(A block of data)
——————————

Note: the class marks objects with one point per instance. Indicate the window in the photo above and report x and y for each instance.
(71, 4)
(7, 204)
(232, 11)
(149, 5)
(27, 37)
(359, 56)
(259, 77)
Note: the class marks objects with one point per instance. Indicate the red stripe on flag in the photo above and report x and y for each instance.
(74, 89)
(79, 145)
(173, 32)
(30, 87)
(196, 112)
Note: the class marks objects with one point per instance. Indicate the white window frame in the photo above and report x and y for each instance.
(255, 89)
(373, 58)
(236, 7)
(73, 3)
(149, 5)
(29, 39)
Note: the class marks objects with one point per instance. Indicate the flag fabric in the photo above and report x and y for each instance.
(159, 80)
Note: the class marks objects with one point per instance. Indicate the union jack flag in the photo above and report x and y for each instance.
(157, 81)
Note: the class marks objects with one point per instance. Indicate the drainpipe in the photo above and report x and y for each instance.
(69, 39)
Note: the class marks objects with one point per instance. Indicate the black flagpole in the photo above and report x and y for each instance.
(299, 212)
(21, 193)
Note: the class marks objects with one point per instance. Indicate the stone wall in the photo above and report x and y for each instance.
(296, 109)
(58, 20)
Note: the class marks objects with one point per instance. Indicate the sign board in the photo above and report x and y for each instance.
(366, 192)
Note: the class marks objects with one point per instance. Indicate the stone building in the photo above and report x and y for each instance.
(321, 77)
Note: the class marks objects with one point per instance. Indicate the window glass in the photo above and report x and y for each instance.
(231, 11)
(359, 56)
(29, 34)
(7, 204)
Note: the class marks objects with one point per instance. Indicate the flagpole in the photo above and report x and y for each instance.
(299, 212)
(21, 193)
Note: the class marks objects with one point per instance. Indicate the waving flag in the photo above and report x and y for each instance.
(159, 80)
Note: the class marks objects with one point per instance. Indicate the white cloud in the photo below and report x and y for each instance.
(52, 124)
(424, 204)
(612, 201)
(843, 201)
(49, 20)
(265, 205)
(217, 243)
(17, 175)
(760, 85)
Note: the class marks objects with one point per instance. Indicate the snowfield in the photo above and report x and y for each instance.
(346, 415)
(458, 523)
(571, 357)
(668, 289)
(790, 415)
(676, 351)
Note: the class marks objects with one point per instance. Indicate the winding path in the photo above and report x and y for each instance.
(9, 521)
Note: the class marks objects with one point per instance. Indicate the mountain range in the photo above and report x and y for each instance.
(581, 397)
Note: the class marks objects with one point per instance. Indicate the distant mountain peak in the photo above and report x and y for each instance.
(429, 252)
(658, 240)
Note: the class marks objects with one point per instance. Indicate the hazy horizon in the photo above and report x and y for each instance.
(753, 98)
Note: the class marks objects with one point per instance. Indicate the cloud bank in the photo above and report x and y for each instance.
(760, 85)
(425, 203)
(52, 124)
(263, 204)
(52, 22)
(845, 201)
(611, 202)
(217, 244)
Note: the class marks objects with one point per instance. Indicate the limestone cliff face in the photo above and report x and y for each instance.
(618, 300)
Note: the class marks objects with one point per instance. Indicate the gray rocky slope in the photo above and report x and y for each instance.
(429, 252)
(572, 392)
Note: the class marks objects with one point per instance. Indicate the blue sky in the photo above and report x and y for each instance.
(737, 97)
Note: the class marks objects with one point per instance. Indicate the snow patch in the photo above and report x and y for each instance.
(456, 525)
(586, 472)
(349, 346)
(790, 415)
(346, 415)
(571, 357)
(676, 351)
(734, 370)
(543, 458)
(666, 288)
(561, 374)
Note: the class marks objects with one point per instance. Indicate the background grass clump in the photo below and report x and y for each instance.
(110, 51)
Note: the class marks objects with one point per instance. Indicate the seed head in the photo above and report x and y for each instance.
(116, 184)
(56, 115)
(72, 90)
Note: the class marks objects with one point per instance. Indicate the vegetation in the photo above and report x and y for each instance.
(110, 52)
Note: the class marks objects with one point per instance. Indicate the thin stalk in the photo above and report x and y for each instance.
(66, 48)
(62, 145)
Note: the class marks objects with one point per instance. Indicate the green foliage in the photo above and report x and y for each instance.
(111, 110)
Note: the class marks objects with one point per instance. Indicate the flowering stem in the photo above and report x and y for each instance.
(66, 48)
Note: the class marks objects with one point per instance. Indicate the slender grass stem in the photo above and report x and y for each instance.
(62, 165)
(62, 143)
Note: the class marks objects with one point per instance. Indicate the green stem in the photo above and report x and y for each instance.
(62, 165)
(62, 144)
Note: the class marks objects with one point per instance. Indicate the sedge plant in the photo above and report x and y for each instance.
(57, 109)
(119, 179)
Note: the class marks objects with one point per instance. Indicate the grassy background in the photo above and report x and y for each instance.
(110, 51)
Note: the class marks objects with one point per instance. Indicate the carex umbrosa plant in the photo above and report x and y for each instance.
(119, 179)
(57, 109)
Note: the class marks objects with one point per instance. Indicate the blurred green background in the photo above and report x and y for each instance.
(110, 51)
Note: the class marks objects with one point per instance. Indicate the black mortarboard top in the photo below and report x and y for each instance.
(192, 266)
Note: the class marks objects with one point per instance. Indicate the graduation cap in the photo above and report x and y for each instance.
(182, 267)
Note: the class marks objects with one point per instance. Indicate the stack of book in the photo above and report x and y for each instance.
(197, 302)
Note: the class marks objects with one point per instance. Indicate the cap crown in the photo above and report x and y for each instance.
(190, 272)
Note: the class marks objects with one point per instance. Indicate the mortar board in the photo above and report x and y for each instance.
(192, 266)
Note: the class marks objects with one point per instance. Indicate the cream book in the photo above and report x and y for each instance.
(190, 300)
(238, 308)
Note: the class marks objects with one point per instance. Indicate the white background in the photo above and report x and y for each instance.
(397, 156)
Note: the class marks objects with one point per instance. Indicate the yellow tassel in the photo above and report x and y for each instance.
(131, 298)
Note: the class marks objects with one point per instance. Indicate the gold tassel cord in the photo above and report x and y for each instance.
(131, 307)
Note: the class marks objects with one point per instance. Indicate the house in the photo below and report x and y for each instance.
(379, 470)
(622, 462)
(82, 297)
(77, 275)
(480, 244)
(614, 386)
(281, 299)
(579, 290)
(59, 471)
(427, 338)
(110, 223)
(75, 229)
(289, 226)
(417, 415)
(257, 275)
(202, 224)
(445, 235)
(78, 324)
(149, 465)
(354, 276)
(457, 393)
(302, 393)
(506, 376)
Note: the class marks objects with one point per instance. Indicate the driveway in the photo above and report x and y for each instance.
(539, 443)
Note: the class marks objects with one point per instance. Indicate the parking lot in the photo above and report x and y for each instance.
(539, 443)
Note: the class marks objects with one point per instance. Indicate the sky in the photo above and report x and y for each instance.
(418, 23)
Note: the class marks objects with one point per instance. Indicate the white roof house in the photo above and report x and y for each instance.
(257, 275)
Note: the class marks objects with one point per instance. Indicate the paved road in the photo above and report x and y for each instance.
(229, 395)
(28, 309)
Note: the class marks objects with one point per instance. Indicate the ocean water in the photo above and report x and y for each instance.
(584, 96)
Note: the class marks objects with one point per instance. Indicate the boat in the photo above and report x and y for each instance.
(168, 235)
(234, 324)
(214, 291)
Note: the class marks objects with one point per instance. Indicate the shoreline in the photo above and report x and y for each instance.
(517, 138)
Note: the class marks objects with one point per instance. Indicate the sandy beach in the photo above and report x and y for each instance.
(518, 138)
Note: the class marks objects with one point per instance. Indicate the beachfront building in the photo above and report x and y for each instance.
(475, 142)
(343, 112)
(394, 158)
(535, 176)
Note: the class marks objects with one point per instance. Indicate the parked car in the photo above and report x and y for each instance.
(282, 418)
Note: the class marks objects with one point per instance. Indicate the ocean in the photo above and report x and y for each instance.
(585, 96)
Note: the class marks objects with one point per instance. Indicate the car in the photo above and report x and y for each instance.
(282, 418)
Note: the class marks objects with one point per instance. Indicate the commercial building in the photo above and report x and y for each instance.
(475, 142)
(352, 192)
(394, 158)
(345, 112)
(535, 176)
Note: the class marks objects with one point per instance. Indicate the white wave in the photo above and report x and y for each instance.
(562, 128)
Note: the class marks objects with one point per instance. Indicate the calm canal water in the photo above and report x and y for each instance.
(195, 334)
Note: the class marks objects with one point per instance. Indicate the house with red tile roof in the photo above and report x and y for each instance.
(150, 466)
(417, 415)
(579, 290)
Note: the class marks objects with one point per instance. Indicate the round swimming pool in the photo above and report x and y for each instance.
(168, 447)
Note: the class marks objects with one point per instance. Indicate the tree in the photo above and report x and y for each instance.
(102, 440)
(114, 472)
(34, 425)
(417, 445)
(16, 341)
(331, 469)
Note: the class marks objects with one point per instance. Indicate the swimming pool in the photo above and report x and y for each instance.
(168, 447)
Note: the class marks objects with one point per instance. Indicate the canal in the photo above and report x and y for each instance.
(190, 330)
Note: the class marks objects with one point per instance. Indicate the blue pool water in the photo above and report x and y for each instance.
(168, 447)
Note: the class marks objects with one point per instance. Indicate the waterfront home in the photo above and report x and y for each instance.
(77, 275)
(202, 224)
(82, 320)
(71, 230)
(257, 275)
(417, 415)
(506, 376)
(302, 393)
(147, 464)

——————————

> _Exercise directions_: Write out again, unchanged, every line from the line containing "Indicate the commercial" to the final line of the material above.

> _Solution_:
Note: the class marks objects with one point per instance. Indicate the commercial building in the photo above and report x and y for each instance.
(475, 142)
(352, 192)
(394, 158)
(345, 112)
(535, 176)
Note: the class marks objects with one point per instance. Indicate the white wave in the photo above and report x and y for each instance.
(562, 128)
Note: the class marks objects with one point per instance. Indicate the calm canal water in the photo above and report x and y for each instance.
(195, 334)
Note: the class marks objects with one point per instance. Indicate the house with red tile roof in the photo above and report x and y for each instance.
(150, 466)
(417, 415)
(579, 290)
Note: the class marks objects with one point per instance. Indicate the round swimming pool in the photo above and report x and y for each instance.
(168, 447)
Note: the class marks objects with one point per instance. Indicate the tree in the photo above and report x and y for each instance.
(102, 440)
(114, 472)
(34, 425)
(417, 445)
(16, 341)
(331, 469)
Note: the class marks objects with one point per instance. Indicate the swimming pool in the photo above and report x and y for each instance.
(168, 447)
Note: the class marks objects with one point per instance. Indicate the canal in the photo above and report x and y for each instance.
(190, 330)
Note: the class marks objects with one point per instance. Indicate the blue pool water in the photo above and report x and y for each instance.
(168, 447)
Note: the class marks objects with one point per instance. Indicate the waterfront home in the photo above and report x and y for each instance.
(77, 275)
(202, 224)
(82, 320)
(71, 230)
(257, 275)
(417, 415)
(506, 376)
(302, 393)
(147, 464)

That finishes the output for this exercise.